Problem - Every line from the top of the records through the line containing "positive clicks: (139, 150)" should be retyped exactly; the pictures should not.

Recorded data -
BEGIN

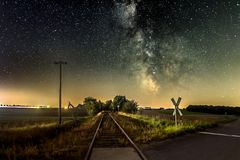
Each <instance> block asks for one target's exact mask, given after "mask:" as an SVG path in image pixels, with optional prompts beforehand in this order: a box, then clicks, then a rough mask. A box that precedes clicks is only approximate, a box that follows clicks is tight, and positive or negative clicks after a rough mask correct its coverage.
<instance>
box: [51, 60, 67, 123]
mask: <svg viewBox="0 0 240 160" xmlns="http://www.w3.org/2000/svg"><path fill="white" fill-rule="evenodd" d="M54 64H58V65H59V67H60V68H59V110H58V116H59V125H61V124H62V65H63V64H67V62H63V61H58V62H54Z"/></svg>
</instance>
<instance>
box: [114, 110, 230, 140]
mask: <svg viewBox="0 0 240 160" xmlns="http://www.w3.org/2000/svg"><path fill="white" fill-rule="evenodd" d="M114 117H115V118H116V119H117V121H118V122H119V123H120V125H121V126H122V127H123V128H124V129H125V130H126V132H127V133H128V134H129V135H130V136H131V138H133V140H134V141H135V142H137V143H148V142H151V141H159V140H163V139H167V138H171V137H175V136H178V135H183V134H186V133H194V132H196V131H202V130H205V129H207V128H212V127H215V126H217V125H218V124H219V123H223V122H228V121H232V120H234V119H233V118H224V117H220V118H218V119H215V120H214V121H207V120H201V119H199V120H194V121H181V122H180V123H179V125H178V126H177V127H176V126H175V123H174V121H173V120H167V119H164V120H163V119H157V118H152V117H148V116H142V115H136V114H126V113H122V112H120V113H118V114H114Z"/></svg>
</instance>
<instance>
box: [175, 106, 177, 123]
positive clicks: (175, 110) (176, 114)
mask: <svg viewBox="0 0 240 160" xmlns="http://www.w3.org/2000/svg"><path fill="white" fill-rule="evenodd" d="M175 126H176V127H177V109H176V107H175Z"/></svg>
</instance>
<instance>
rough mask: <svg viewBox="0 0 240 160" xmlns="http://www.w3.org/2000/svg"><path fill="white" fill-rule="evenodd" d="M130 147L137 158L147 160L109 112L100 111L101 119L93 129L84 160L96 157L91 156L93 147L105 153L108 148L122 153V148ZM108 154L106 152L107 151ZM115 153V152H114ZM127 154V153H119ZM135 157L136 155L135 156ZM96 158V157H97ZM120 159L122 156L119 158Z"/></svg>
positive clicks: (139, 150) (93, 149) (107, 151)
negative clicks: (92, 137) (98, 123)
mask: <svg viewBox="0 0 240 160" xmlns="http://www.w3.org/2000/svg"><path fill="white" fill-rule="evenodd" d="M129 148H130V149H132V150H134V151H135V154H136V153H137V154H136V155H137V156H138V159H142V160H147V158H146V157H145V156H144V154H143V153H142V151H141V150H140V149H139V148H138V147H137V145H136V144H135V143H134V142H133V141H132V140H131V138H130V137H129V136H128V135H127V133H126V132H125V131H124V130H123V128H122V127H121V126H120V125H119V124H118V122H117V121H116V120H115V119H114V118H113V116H112V115H111V114H110V113H109V112H104V113H102V117H101V120H100V122H99V124H98V127H97V129H96V131H95V134H94V136H93V139H92V141H91V144H90V145H89V149H88V151H87V154H86V156H85V160H90V159H96V158H94V157H93V156H92V152H93V150H94V149H95V150H96V149H102V150H106V151H104V152H102V153H101V155H102V154H104V153H107V152H108V150H109V149H110V151H111V150H114V149H117V150H118V151H121V152H123V153H124V149H129ZM107 154H108V153H107ZM114 154H116V153H114ZM121 156H127V155H121ZM135 157H136V156H135ZM112 158H113V157H112ZM97 159H98V158H97ZM121 159H122V158H121Z"/></svg>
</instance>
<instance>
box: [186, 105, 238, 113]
mask: <svg viewBox="0 0 240 160" xmlns="http://www.w3.org/2000/svg"><path fill="white" fill-rule="evenodd" d="M186 109H187V110H188V111H191V112H203V113H213V114H230V115H240V107H230V106H212V105H189V106H188V107H187V108H186Z"/></svg>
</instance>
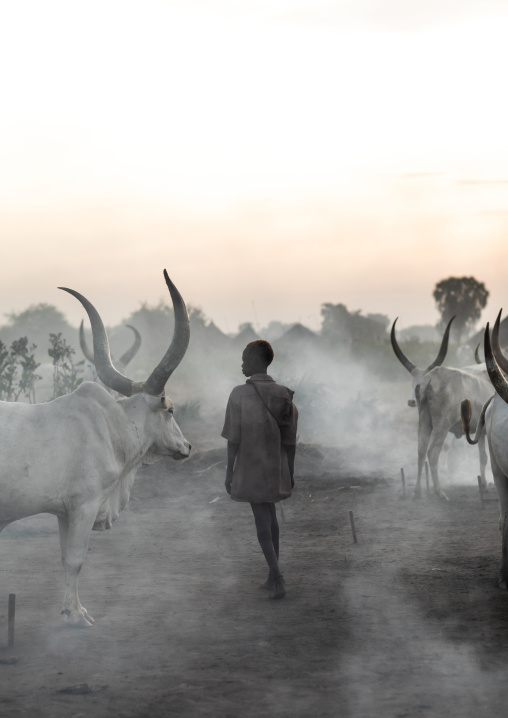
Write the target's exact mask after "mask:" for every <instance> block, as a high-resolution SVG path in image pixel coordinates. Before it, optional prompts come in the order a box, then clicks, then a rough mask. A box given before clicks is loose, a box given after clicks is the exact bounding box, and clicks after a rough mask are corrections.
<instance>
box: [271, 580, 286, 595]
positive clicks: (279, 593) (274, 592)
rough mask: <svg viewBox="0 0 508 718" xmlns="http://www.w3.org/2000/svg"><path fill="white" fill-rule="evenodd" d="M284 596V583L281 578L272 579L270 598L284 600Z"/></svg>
mask: <svg viewBox="0 0 508 718" xmlns="http://www.w3.org/2000/svg"><path fill="white" fill-rule="evenodd" d="M285 595H286V582H285V581H284V579H283V578H282V576H276V577H274V579H273V585H272V587H271V589H270V598H284V596H285Z"/></svg>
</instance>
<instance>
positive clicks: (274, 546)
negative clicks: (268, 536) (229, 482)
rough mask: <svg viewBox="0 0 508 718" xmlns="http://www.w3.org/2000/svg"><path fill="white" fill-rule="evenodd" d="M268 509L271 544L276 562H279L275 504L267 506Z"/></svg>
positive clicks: (276, 514)
mask: <svg viewBox="0 0 508 718" xmlns="http://www.w3.org/2000/svg"><path fill="white" fill-rule="evenodd" d="M268 506H269V509H270V519H271V531H272V544H273V550H274V551H275V555H276V556H277V561H278V560H279V522H278V521H277V512H276V510H275V504H268Z"/></svg>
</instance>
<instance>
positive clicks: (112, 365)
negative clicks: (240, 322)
mask: <svg viewBox="0 0 508 718" xmlns="http://www.w3.org/2000/svg"><path fill="white" fill-rule="evenodd" d="M164 279H165V280H166V284H167V286H168V289H169V292H170V294H171V299H172V301H173V309H174V313H175V328H174V331H173V338H172V340H171V344H170V345H169V349H168V350H167V352H166V353H165V354H164V356H163V358H162V360H161V361H160V363H159V364H158V365H157V366H156V367H155V369H154V370H153V372H152V373H151V374H150V376H149V377H148V379H147V380H146V381H145V382H136V381H132V380H131V379H128V378H127V377H126V376H124V375H123V374H121V373H120V372H119V371H117V370H116V369H115V367H114V366H113V364H112V362H111V354H110V351H109V342H108V336H107V334H106V329H105V327H104V324H103V322H102V319H101V318H100V315H99V313H98V311H97V310H96V309H95V307H94V306H93V304H92V303H91V302H89V301H88V299H87V298H86V297H84V296H83V295H82V294H80V293H79V292H76V291H75V290H74V289H68V288H67V287H58V289H63V290H64V292H69V294H72V295H73V296H75V297H76V299H78V300H79V301H80V302H81V304H82V305H83V307H84V308H85V310H86V313H87V314H88V318H89V319H90V324H91V325H92V334H93V347H94V357H95V368H96V369H97V374H98V375H99V379H100V380H101V381H102V382H103V383H104V384H106V386H108V387H109V388H110V389H114V390H115V391H117V392H119V393H120V394H123V395H124V396H131V395H132V394H137V393H139V392H145V393H146V394H151V395H153V396H159V395H160V394H162V393H163V392H164V387H165V386H166V382H167V380H168V379H169V377H170V376H171V374H172V373H173V372H174V370H175V369H176V367H177V366H178V365H179V364H180V362H181V361H182V359H183V357H184V355H185V352H186V351H187V347H188V346H189V339H190V322H189V315H188V313H187V308H186V306H185V302H184V301H183V299H182V296H181V294H180V292H179V291H178V289H177V288H176V287H175V285H174V284H173V282H172V281H171V280H170V278H169V277H168V273H167V272H166V270H164Z"/></svg>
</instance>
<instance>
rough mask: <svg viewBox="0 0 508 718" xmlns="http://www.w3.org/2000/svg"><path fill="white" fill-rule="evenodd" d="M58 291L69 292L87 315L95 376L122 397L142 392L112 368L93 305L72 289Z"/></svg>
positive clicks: (104, 335)
mask: <svg viewBox="0 0 508 718" xmlns="http://www.w3.org/2000/svg"><path fill="white" fill-rule="evenodd" d="M58 289H63V291H64V292H69V294H72V295H73V296H74V297H76V299H77V300H78V301H80V302H81V304H82V305H83V307H84V308H85V310H86V313H87V314H88V318H89V319H90V324H91V325H92V335H93V352H94V353H93V356H94V359H93V362H94V364H95V368H96V370H97V374H98V375H99V379H100V380H101V381H102V382H103V383H104V384H105V385H106V386H108V387H109V388H110V389H113V390H114V391H117V392H118V393H119V394H123V395H124V396H131V395H132V394H134V393H136V392H139V391H142V384H140V382H133V381H132V380H131V379H128V378H127V377H126V376H124V375H123V374H121V373H120V372H119V371H117V370H116V369H115V367H114V366H113V364H112V362H111V354H110V352H109V342H108V335H107V334H106V329H105V327H104V324H103V322H102V319H101V318H100V315H99V312H98V311H97V310H96V309H95V307H94V306H93V304H92V303H91V302H89V301H88V299H87V298H86V297H84V296H83V295H82V294H80V293H79V292H76V291H75V290H74V289H69V288H68V287H58Z"/></svg>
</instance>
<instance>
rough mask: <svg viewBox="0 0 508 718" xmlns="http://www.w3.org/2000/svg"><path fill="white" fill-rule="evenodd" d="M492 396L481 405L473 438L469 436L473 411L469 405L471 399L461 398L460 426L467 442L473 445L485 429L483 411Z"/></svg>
mask: <svg viewBox="0 0 508 718" xmlns="http://www.w3.org/2000/svg"><path fill="white" fill-rule="evenodd" d="M493 398H494V395H492V396H491V397H490V399H488V400H487V401H486V402H485V404H484V405H483V407H482V411H481V414H480V418H479V419H478V424H477V426H476V432H475V436H474V439H472V438H471V415H472V413H473V410H472V407H471V399H463V400H462V402H461V404H460V418H461V419H462V428H463V429H464V434H465V435H466V439H467V442H468V444H473V445H474V444H477V443H478V442H479V440H480V437H481V435H482V433H483V431H484V429H485V412H486V411H487V407H488V405H489V404H490V402H491V401H492V399H493Z"/></svg>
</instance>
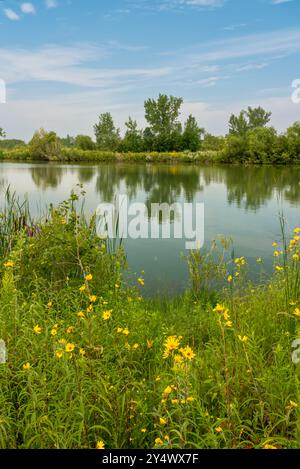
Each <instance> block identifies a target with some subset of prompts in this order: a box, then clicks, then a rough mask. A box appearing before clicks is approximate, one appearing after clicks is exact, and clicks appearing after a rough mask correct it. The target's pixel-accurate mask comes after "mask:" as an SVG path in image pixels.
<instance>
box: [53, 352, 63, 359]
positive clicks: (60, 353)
mask: <svg viewBox="0 0 300 469" xmlns="http://www.w3.org/2000/svg"><path fill="white" fill-rule="evenodd" d="M63 354H64V352H63V350H57V352H56V353H55V355H56V358H62V356H63Z"/></svg>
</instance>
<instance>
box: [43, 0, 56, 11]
mask: <svg viewBox="0 0 300 469" xmlns="http://www.w3.org/2000/svg"><path fill="white" fill-rule="evenodd" d="M45 4H46V7H47V8H49V9H51V8H56V7H57V6H58V3H57V1H56V0H46V1H45Z"/></svg>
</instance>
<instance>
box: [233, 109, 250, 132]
mask: <svg viewBox="0 0 300 469" xmlns="http://www.w3.org/2000/svg"><path fill="white" fill-rule="evenodd" d="M248 130H249V124H248V121H247V114H246V111H241V112H240V114H239V115H238V116H235V115H234V114H231V116H230V119H229V134H230V135H235V136H239V137H244V136H245V135H246V133H247V131H248Z"/></svg>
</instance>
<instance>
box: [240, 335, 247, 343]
mask: <svg viewBox="0 0 300 469" xmlns="http://www.w3.org/2000/svg"><path fill="white" fill-rule="evenodd" d="M238 338H239V340H240V341H241V342H244V343H246V342H248V340H249V337H247V336H246V335H244V336H241V335H238Z"/></svg>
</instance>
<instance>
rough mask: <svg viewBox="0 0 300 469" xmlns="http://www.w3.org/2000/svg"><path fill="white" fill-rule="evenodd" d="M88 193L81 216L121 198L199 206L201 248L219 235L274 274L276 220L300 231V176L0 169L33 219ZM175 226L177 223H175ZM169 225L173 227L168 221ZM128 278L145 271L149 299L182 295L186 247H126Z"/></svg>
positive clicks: (276, 229) (248, 173) (76, 168)
mask: <svg viewBox="0 0 300 469" xmlns="http://www.w3.org/2000/svg"><path fill="white" fill-rule="evenodd" d="M78 183H81V184H83V186H84V189H85V190H86V203H85V209H86V211H87V212H88V213H92V211H93V210H95V209H96V208H97V206H98V205H99V203H103V202H110V203H111V202H113V201H114V200H115V197H116V195H118V194H126V195H127V196H128V201H129V203H134V202H139V203H141V202H142V203H145V204H146V205H147V207H148V206H149V205H150V204H151V203H168V204H173V203H176V202H179V203H181V204H182V203H183V202H187V203H193V204H194V205H195V204H196V203H204V207H205V223H204V235H205V244H204V248H205V247H208V246H209V244H210V242H211V240H212V239H214V238H215V237H216V236H218V235H223V236H225V237H231V238H232V239H233V241H234V251H235V255H236V256H245V257H247V259H248V260H249V263H250V269H251V274H252V276H255V272H256V270H257V263H256V259H257V258H258V257H261V258H262V259H264V260H265V268H266V270H267V271H269V272H270V271H271V269H272V262H273V261H272V253H273V248H272V243H273V242H274V241H275V240H280V225H279V212H280V211H281V210H282V211H283V213H284V216H285V219H286V222H287V226H288V228H290V229H291V230H292V229H293V228H295V227H296V226H300V210H299V208H300V169H299V168H296V167H267V166H264V167H240V166H217V167H216V166H194V165H180V164H176V165H151V164H149V165H142V164H141V165H134V164H120V163H119V164H113V163H112V164H60V163H45V164H44V163H8V162H7V163H6V162H5V163H0V187H3V188H5V187H7V186H8V185H9V186H10V188H11V190H14V191H16V192H17V194H18V195H19V196H20V197H23V196H24V195H25V194H27V196H28V199H29V201H30V205H31V210H32V212H35V213H39V212H41V211H42V210H44V208H45V207H46V205H47V204H49V203H53V204H58V203H59V202H61V201H63V200H65V199H66V198H68V196H69V195H70V192H71V190H72V189H74V188H75V186H76V184H78ZM177 221H178V220H177ZM171 222H172V223H175V220H172V219H171ZM124 247H125V250H126V254H127V259H128V265H129V270H130V273H131V274H132V275H133V274H135V273H136V274H137V275H140V274H141V272H142V271H144V272H145V273H144V276H145V291H146V292H147V293H148V294H156V293H163V294H174V293H176V294H177V293H180V292H181V291H183V290H184V288H186V286H187V284H188V272H187V266H186V263H185V262H184V260H183V259H182V254H184V255H187V254H188V251H187V250H186V246H185V240H184V239H174V238H171V239H137V240H133V239H126V240H124Z"/></svg>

END

Task answer -
Each <instance> block asks for one target's exact mask, given after "mask:" as an SVG path in image pixels, with optional prompts beforehand in this order: a box, then clicks, then a rough mask. A box that precedes clicks is only approximate, a box that follows clicks is tight, and positive or negative clicks after a rough mask correct its coverage.
<instance>
box: [51, 60, 67, 123]
mask: <svg viewBox="0 0 240 160" xmlns="http://www.w3.org/2000/svg"><path fill="white" fill-rule="evenodd" d="M54 64H58V65H59V67H60V68H59V110H58V116H59V125H61V124H62V65H63V64H67V62H63V61H58V62H54Z"/></svg>
</instance>
<instance>
box: [114, 110, 230, 140]
mask: <svg viewBox="0 0 240 160" xmlns="http://www.w3.org/2000/svg"><path fill="white" fill-rule="evenodd" d="M114 117H115V118H116V119H117V121H118V122H119V123H120V125H121V126H122V127H123V128H124V129H125V130H126V132H127V133H128V134H129V135H130V136H131V138H133V140H134V141H135V142H137V143H148V142H151V141H159V140H163V139H167V138H171V137H175V136H178V135H183V134H186V133H194V132H196V131H202V130H205V129H207V128H212V127H215V126H217V125H218V124H219V123H223V122H228V121H232V120H234V119H233V118H224V117H220V118H218V119H215V120H214V121H207V120H201V119H199V120H194V121H181V122H180V123H179V125H178V126H177V127H176V126H175V123H174V121H173V120H167V119H164V120H163V119H157V118H152V117H148V116H142V115H136V114H126V113H122V112H120V113H118V114H114Z"/></svg>
</instance>
<instance>
box: [175, 106, 177, 123]
positive clicks: (175, 110) (176, 114)
mask: <svg viewBox="0 0 240 160" xmlns="http://www.w3.org/2000/svg"><path fill="white" fill-rule="evenodd" d="M175 126H176V127H177V109H176V107H175Z"/></svg>
</instance>
<instance>
rough mask: <svg viewBox="0 0 240 160" xmlns="http://www.w3.org/2000/svg"><path fill="white" fill-rule="evenodd" d="M130 147L137 158L147 160L109 112L100 111L101 119L93 129L84 160L96 157L91 156L93 147L105 153L108 148L122 153V148ZM108 154L106 152L107 151ZM115 153V152H114ZM127 154V153H119ZM135 157L136 155L135 156ZM96 158V157H97ZM120 159L122 156L119 158Z"/></svg>
positive clicks: (139, 150) (93, 149) (107, 151)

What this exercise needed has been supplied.